Task description:
Transcribe the records in their entirety, exactly as given.

*****

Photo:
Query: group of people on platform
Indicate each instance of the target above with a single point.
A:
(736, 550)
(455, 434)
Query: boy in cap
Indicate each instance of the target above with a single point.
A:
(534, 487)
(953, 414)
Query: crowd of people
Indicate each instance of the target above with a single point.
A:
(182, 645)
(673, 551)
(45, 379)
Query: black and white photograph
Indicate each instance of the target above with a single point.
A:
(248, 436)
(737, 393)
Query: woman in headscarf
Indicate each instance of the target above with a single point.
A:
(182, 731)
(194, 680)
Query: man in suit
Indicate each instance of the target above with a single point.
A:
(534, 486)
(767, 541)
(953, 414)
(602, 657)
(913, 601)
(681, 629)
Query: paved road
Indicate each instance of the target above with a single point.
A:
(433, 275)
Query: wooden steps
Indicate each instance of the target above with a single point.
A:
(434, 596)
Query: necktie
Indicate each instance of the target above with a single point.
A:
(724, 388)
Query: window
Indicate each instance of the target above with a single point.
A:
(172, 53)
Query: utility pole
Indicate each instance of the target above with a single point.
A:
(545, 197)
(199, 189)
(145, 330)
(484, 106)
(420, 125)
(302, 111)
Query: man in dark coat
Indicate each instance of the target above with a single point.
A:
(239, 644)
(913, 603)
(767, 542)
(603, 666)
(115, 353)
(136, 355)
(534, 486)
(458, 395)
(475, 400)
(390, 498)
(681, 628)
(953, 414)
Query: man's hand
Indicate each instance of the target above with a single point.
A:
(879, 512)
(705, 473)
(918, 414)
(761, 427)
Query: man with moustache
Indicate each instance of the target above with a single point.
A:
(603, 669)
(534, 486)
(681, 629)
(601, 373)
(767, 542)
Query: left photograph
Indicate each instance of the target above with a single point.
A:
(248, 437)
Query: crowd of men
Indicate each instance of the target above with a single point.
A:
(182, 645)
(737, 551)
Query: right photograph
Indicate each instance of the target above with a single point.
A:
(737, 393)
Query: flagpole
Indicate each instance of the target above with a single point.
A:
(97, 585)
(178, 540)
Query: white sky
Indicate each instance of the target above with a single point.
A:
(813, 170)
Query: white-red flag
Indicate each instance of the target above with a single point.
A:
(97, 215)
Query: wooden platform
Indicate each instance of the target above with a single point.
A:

*****

Task response:
Photo:
Query: group of people on platform
Indicate each instance of the target above with a single point.
A:
(736, 550)
(455, 434)
Query: boy in cap
Indicate each instance of the target above with a single point.
A:
(534, 487)
(953, 414)
Query: crowd of people
Indicate each instance of the target above with a single point.
A:
(182, 645)
(673, 551)
(45, 379)
Query: black and white photograph
Indicate each instance of the target above with a single point.
A:
(248, 436)
(737, 393)
Query: woman in headscarf
Indicate each instance of the target above with a single point.
A:
(182, 731)
(194, 680)
Query: man in suit
Indicate each instance of the target above with a single point.
A:
(534, 486)
(767, 541)
(953, 414)
(602, 657)
(913, 601)
(681, 629)
Query: paved road
Indicate each instance of the target above with a single point.
A:
(433, 275)
Query: wooden steps
Indicate each instance of the target above with a single point.
A:
(434, 596)
Query: necktie
Indicate each instance of the target above with a single point.
A:
(724, 388)
Query: window
Indicate each instance of the target above with a single point.
A:
(172, 53)
Query: utility pole
Indicate each instance of the target above with a single point.
A:
(545, 197)
(199, 189)
(145, 330)
(484, 106)
(420, 125)
(302, 111)
Query: man in dark coat
Indicate each instance of the target above with a single point.
A:
(239, 644)
(913, 603)
(767, 542)
(603, 666)
(115, 353)
(136, 355)
(534, 486)
(458, 395)
(475, 400)
(390, 498)
(681, 628)
(953, 414)
Query: man's hand
Indicate each instance of the target above with a single point.
A:
(879, 512)
(705, 473)
(918, 414)
(761, 427)
Query: man with moustache
Indicate each instance of the target above with a single point.
A:
(603, 669)
(534, 486)
(681, 629)
(601, 373)
(767, 542)
Query: left photograph
Indicate each instance of the target above with a single point.
A:
(248, 437)
Query: crowd of men
Indicate each instance of the target above with a single point.
A:
(182, 645)
(737, 551)
Query: right photograph
Indicate each instance of the target above with a single point.
A:
(737, 393)
Query: flagpole
Indicate each instance of the target above with a single point.
A:
(97, 585)
(178, 540)
Query: white sky
Indicate each instance of the target above with a single point.
A:
(813, 170)
Query: white-red flag
Indicate each instance of the target above with a single point.
A:
(97, 215)
Query: wooden platform
Indicate each instance of the target above with a single point.
A:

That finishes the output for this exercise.